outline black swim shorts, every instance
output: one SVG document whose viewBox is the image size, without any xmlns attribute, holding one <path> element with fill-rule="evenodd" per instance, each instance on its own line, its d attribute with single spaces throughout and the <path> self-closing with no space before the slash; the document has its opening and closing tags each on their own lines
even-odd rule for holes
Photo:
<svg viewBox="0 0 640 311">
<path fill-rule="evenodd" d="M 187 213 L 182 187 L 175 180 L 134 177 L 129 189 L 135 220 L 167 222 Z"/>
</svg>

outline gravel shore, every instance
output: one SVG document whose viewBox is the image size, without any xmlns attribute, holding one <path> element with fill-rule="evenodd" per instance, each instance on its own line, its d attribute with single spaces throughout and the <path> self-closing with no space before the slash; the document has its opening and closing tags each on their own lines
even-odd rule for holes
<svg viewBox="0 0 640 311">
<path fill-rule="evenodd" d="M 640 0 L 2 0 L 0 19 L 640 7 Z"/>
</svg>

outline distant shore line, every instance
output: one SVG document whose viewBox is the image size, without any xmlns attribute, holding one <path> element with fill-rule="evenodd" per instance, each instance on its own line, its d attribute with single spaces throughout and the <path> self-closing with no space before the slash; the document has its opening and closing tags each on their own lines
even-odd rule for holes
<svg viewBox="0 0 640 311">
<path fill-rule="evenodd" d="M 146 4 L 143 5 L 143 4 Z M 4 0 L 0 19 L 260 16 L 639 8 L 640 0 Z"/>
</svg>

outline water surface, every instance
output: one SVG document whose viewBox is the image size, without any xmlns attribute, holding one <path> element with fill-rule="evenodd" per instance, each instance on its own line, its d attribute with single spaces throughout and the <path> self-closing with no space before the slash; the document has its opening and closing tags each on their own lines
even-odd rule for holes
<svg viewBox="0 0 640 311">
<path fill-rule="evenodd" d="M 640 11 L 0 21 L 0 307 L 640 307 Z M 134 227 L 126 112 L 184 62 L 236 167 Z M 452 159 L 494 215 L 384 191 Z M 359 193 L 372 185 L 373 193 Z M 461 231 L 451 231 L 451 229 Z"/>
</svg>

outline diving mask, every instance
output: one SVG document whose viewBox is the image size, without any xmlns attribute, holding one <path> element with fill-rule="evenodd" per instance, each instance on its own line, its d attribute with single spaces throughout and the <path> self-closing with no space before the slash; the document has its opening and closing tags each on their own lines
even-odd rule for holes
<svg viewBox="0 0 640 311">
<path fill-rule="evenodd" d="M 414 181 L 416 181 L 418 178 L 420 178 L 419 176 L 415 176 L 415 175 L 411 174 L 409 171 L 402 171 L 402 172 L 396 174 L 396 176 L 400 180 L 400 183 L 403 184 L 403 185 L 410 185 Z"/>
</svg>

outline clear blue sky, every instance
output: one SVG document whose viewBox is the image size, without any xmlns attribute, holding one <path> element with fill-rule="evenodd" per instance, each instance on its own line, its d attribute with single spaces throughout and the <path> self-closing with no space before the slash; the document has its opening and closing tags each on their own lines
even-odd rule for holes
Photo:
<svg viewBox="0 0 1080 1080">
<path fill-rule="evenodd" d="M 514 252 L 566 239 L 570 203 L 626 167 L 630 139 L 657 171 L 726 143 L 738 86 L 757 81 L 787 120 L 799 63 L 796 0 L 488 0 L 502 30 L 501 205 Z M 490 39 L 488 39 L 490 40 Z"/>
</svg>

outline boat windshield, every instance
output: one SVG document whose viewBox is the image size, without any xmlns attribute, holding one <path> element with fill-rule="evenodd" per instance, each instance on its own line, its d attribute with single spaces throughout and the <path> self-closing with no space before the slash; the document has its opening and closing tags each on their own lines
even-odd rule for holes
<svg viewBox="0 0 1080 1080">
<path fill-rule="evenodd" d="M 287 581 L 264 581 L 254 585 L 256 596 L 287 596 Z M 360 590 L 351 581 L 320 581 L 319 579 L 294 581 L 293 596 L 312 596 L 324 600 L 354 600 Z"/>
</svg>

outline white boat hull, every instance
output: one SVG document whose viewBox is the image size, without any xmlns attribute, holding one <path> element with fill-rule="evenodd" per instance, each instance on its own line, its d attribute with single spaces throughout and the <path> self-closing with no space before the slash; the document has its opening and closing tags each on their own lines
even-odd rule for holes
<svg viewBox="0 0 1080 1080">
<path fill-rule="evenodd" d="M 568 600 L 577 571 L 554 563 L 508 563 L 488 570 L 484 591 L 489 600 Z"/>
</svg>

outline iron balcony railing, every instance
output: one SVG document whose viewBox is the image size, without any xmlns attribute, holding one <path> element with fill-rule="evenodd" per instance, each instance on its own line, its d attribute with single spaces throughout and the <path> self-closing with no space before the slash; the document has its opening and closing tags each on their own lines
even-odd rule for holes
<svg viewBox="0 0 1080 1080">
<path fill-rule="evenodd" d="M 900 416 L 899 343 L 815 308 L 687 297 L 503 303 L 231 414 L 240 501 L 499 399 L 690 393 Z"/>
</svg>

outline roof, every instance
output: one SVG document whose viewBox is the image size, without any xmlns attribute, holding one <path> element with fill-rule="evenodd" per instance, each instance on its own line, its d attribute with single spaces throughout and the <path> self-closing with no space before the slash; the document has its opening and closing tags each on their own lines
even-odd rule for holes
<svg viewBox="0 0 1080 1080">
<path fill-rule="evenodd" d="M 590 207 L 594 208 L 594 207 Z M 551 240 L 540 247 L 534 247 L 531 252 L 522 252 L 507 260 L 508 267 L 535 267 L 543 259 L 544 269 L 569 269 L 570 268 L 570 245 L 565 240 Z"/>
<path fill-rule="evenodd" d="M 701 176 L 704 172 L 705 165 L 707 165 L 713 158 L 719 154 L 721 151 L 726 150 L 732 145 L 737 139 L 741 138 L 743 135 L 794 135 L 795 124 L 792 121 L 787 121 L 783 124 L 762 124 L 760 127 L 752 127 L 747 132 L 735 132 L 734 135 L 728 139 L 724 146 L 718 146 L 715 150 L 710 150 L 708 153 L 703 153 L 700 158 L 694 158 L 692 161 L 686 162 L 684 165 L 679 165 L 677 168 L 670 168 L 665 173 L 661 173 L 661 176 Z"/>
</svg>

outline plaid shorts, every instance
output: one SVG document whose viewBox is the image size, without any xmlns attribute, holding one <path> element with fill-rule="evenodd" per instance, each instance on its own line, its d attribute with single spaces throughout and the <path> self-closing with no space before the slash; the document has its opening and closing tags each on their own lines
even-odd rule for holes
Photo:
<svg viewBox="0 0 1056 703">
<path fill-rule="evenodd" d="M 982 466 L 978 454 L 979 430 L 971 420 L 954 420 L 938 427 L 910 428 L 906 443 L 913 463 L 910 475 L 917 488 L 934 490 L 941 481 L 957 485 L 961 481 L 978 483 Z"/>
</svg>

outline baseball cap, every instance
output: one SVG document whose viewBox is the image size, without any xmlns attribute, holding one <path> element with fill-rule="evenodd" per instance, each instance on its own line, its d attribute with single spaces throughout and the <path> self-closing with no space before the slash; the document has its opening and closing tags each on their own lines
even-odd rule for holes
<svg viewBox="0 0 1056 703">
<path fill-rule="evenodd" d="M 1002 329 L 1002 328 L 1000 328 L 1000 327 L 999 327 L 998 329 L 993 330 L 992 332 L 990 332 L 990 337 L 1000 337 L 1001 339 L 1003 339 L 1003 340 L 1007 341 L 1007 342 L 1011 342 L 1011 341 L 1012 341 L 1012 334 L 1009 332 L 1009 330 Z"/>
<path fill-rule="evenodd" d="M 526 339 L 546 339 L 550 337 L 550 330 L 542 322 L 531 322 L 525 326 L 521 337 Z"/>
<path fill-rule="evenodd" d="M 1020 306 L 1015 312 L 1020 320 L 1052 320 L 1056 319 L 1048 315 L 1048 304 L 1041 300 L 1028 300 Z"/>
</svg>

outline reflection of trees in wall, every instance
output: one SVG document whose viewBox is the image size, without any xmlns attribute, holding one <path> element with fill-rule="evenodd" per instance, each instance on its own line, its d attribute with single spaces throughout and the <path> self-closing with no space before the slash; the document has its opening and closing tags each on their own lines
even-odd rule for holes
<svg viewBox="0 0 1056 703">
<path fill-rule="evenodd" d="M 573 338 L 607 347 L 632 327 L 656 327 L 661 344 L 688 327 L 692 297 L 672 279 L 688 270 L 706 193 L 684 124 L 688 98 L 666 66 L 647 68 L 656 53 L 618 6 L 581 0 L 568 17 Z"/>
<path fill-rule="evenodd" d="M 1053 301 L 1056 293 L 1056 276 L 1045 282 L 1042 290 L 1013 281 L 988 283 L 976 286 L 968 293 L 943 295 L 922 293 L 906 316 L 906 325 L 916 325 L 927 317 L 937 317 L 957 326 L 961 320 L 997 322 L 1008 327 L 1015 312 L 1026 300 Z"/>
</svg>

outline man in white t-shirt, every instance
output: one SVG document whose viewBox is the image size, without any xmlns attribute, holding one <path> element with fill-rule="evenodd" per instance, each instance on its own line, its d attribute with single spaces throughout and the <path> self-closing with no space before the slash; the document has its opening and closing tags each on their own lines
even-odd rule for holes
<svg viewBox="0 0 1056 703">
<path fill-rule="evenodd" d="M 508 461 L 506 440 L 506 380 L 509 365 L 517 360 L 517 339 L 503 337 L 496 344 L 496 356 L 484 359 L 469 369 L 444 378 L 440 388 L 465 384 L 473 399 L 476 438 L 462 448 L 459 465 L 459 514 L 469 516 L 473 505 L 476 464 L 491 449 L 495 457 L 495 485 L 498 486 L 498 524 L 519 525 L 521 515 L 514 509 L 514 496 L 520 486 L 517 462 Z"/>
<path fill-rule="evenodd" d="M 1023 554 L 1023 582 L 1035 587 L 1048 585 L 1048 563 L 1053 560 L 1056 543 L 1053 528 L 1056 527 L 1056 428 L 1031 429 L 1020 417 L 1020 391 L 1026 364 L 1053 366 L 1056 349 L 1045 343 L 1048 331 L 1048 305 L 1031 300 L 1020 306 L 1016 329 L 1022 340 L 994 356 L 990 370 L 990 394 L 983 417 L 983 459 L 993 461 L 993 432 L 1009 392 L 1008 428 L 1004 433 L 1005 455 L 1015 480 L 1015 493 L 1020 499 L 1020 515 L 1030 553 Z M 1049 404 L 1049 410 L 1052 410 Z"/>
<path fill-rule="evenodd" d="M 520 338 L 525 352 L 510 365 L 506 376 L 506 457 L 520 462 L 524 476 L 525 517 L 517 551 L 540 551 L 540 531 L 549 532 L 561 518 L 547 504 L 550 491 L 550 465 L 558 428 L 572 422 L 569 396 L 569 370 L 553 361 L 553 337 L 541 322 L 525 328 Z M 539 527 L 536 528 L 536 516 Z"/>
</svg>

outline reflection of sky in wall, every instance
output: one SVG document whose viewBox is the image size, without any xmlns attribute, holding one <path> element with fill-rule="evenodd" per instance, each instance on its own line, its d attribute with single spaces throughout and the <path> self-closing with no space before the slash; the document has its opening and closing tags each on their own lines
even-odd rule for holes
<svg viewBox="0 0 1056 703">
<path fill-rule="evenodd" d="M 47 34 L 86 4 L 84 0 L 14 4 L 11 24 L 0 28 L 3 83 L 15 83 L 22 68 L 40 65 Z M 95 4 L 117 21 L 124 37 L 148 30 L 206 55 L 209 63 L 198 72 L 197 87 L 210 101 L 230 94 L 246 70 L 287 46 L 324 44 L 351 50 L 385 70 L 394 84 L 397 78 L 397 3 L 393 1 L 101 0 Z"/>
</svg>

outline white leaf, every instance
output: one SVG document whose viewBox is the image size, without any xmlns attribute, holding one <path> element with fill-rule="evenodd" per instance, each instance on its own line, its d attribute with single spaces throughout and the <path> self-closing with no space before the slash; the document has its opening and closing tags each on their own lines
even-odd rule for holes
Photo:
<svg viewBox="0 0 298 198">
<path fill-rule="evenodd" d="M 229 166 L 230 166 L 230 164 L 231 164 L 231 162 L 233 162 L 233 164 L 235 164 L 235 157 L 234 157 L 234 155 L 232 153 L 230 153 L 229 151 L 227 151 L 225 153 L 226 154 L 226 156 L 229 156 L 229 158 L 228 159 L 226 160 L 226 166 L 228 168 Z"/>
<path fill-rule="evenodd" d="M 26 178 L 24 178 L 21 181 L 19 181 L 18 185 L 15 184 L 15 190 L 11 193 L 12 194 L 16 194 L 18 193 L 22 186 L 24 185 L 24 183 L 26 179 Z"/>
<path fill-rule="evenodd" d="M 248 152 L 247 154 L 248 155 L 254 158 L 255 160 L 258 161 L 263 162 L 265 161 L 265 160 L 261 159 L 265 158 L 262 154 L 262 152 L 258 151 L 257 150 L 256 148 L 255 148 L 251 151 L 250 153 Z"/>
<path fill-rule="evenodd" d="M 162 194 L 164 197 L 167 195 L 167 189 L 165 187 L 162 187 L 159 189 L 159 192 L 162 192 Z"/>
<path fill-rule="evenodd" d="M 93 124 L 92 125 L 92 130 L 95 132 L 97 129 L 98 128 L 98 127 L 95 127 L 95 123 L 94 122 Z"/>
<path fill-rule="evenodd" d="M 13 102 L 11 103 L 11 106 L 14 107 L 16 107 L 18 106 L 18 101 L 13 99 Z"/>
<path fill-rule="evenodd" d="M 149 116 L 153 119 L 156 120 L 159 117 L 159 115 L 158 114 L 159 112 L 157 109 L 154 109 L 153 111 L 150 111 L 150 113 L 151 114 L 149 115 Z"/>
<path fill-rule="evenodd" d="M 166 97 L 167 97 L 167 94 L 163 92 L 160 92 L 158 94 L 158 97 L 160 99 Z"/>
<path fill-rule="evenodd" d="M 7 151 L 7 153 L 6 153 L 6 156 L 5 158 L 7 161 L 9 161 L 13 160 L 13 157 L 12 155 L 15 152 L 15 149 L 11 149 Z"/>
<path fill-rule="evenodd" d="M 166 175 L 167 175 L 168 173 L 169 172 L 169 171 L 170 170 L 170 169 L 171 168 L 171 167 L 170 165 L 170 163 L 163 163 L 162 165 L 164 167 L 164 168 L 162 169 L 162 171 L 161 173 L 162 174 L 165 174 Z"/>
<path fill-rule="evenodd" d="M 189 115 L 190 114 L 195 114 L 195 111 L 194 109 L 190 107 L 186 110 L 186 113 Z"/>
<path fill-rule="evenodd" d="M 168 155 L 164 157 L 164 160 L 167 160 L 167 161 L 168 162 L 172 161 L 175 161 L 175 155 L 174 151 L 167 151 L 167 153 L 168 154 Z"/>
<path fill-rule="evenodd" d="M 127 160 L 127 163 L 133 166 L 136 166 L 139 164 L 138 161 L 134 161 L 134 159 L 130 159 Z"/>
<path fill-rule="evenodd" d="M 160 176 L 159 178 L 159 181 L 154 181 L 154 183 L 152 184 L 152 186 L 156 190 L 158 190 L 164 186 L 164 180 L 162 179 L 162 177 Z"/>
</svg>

• [Exercise description] Find each line in the listing above that contains the word "boat" and copy those lines out.

• [Answer to this task]
outline boat windshield, every instance
outline white boat hull, every instance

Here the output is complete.